**WRITTEN PROBLEM:** Gather every line of the records that contains the string "background" and copy each one in full. Matching is case-sensitive.

##############################

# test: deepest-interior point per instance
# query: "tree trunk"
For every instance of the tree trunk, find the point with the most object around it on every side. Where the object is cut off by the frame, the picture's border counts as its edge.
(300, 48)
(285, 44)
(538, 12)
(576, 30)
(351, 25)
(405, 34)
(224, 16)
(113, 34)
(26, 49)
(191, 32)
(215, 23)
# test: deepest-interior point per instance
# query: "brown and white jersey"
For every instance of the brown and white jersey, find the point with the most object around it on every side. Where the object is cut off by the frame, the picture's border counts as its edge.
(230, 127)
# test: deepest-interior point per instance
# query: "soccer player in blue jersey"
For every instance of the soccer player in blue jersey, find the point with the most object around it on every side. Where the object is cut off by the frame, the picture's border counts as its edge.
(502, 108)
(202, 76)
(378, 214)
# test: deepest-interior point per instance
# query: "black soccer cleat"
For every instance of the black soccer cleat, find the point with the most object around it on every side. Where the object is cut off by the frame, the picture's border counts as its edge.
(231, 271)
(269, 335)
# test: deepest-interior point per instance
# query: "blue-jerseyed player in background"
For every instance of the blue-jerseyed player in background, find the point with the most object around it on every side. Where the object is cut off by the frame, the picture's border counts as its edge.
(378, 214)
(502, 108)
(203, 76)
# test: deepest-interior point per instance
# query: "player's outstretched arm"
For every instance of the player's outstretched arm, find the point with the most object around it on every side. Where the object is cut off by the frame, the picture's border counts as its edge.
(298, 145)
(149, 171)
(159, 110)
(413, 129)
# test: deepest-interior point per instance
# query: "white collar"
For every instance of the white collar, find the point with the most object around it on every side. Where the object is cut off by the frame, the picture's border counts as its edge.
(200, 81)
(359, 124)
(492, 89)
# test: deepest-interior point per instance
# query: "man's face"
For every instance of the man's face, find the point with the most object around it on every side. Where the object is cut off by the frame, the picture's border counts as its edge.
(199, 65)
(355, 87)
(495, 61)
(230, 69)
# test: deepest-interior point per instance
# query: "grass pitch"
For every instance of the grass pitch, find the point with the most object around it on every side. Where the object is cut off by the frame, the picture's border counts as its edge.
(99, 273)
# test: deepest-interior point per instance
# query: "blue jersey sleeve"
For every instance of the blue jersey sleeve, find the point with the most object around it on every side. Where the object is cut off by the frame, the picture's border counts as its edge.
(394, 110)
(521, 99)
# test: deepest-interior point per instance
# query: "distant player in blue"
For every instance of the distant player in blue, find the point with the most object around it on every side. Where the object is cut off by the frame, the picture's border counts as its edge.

##############################

**WRITTEN SOLUTION:**
# query: "blue-jerseyed player in background"
For every instance of the blue-jerseyed player in background, find the point with the most object around it on every side. Where the object is cut off by the frame, the picture's border counts as its edge.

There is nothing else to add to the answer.